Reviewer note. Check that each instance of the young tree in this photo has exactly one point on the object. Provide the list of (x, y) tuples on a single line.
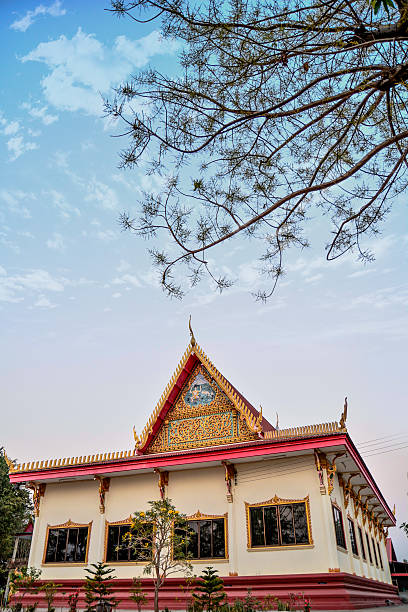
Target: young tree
[(98, 589), (210, 589), (279, 111), (15, 512), (158, 537)]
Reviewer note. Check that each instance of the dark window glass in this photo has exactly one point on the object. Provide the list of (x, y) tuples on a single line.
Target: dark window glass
[(52, 545), (271, 525), (352, 537), (338, 527), (61, 545), (300, 522), (375, 552), (362, 547), (205, 539), (67, 545), (257, 527), (71, 545), (369, 548), (379, 555), (192, 540), (113, 542), (218, 538), (280, 525), (81, 545), (118, 550), (287, 527)]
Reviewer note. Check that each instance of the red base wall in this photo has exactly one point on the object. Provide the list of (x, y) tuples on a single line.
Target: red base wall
[(334, 591)]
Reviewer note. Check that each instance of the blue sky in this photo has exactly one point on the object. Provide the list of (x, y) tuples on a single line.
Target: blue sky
[(88, 338)]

> Exercise objective
Reproduce all of the material above, swapping every occurrence of "photo" for "image" and leaving everything else unchanged. Omit the pictures.

> Result below
Reviewer note. Check that each instance of the young tree in this image has exactly one point on the object. Provide the list of (x, y) tuples on a single line.
Target: young tree
[(98, 589), (210, 589), (279, 111), (15, 512), (158, 537)]
Reviewer note. Check that each instance of the dark window glass in this image has exactly one point on the object. Provide the list of (x, y) tuples on a single line.
Target: dark window glass
[(52, 545), (271, 525), (352, 537), (338, 527), (61, 545), (300, 522), (375, 552), (362, 547), (205, 539), (67, 545), (257, 527), (71, 545), (369, 548), (379, 555), (192, 540), (113, 542), (218, 538), (280, 525), (81, 545), (118, 550), (287, 527)]
Reviewer note. Check that each instance of the red base wall in this image has exactly one point on the object. Provide the list of (x, y) tuples on a single line.
Target: red base wall
[(334, 591)]
Reviewer note. Check that each instance of the blue sky in this image has exactly one point on the object. Provide the list of (x, y) tuples on a single line.
Target: blue sky
[(88, 338)]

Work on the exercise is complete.